- [Exercise]
Look through the data below for the line with "Drop a pin on each instance of the bicycle frame" and the line with "Drop a pin on each instance of the person in", then output those two and all lines in between, exactly as written.

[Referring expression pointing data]
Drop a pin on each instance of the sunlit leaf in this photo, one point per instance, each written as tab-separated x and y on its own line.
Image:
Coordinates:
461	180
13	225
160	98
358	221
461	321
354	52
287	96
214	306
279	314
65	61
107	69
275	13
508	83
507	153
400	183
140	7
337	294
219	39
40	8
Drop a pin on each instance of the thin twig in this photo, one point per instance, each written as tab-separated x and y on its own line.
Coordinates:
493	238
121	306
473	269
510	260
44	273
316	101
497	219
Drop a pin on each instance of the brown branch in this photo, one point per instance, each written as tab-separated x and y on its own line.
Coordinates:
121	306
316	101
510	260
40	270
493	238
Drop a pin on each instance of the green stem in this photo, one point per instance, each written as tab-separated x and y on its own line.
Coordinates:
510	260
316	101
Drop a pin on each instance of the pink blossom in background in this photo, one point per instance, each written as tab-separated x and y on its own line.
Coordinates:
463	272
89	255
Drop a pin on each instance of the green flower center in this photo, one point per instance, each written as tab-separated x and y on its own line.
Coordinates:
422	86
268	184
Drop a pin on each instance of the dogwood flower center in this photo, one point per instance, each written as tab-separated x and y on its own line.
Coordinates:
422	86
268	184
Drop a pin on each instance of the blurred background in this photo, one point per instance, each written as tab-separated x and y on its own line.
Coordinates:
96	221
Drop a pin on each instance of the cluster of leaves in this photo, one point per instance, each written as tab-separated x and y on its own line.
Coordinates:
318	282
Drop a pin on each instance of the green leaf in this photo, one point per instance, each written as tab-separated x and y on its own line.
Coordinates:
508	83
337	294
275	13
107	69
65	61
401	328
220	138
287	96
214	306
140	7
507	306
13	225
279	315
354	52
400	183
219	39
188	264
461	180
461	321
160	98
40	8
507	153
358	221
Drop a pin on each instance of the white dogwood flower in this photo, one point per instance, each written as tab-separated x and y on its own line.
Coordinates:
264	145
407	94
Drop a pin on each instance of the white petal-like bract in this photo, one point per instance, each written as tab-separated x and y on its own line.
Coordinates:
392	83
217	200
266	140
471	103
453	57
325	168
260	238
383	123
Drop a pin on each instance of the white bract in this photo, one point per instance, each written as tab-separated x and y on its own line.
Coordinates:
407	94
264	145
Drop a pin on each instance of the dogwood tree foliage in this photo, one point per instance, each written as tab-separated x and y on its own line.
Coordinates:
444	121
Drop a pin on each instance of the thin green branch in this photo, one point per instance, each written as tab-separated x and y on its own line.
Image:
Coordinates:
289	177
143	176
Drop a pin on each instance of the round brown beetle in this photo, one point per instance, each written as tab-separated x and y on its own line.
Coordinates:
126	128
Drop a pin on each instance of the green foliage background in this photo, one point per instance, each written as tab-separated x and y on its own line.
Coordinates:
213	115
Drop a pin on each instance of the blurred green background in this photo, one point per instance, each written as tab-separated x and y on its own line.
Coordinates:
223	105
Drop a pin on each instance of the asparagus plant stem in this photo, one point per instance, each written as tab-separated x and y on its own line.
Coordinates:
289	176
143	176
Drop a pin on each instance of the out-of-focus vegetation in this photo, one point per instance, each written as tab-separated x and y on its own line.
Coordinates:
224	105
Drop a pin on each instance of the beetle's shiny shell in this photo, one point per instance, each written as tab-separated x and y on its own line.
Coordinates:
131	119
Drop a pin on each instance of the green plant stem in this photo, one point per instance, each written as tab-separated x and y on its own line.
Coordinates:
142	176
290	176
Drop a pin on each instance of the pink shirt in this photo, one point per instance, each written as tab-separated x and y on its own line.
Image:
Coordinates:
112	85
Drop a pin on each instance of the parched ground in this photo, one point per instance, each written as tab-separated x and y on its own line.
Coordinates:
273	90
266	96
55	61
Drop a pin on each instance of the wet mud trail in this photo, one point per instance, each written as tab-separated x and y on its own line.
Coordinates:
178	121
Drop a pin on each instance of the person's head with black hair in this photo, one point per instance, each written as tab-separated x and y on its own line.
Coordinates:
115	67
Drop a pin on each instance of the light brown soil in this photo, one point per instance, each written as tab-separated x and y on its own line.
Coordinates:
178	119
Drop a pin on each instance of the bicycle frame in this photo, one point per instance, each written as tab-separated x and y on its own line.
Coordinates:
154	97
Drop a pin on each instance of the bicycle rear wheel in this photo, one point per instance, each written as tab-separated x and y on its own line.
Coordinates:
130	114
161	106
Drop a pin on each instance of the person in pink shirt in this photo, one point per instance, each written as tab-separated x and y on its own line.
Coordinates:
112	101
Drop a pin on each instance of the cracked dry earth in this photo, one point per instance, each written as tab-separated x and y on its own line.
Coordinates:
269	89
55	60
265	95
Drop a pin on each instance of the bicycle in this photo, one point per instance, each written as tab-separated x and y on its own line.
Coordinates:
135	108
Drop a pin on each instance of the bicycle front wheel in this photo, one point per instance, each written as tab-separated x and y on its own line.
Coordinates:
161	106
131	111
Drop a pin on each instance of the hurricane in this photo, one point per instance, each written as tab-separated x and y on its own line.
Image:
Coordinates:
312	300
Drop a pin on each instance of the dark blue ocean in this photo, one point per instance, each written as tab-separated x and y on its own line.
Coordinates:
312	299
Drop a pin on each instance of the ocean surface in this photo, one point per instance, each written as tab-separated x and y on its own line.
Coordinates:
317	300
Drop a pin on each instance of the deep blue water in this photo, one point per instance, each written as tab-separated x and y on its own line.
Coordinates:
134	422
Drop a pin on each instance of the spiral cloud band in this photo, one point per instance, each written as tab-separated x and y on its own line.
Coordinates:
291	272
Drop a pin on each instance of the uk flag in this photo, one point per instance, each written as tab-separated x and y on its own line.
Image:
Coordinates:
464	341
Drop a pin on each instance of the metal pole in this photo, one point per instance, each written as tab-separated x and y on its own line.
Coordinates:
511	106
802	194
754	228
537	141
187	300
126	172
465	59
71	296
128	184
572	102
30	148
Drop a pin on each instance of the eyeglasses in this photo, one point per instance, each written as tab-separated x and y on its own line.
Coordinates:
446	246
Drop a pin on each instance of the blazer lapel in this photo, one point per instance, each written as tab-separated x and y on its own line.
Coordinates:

- [Response]
Drop a pin on each instance of the bicycle frame in this photo, one point per instance, each written as tab-separated x and y on its own line.
Coordinates:
154	97
Drop a pin on each instance of the bicycle rear wheel in this photo, one point per instance, each written as tab-separated x and y on its own line.
Coordinates:
130	114
161	106
Drop a pin on each instance of the person in pink shirt in this photo, one point per instance, each written as tab-separated x and y on its own line.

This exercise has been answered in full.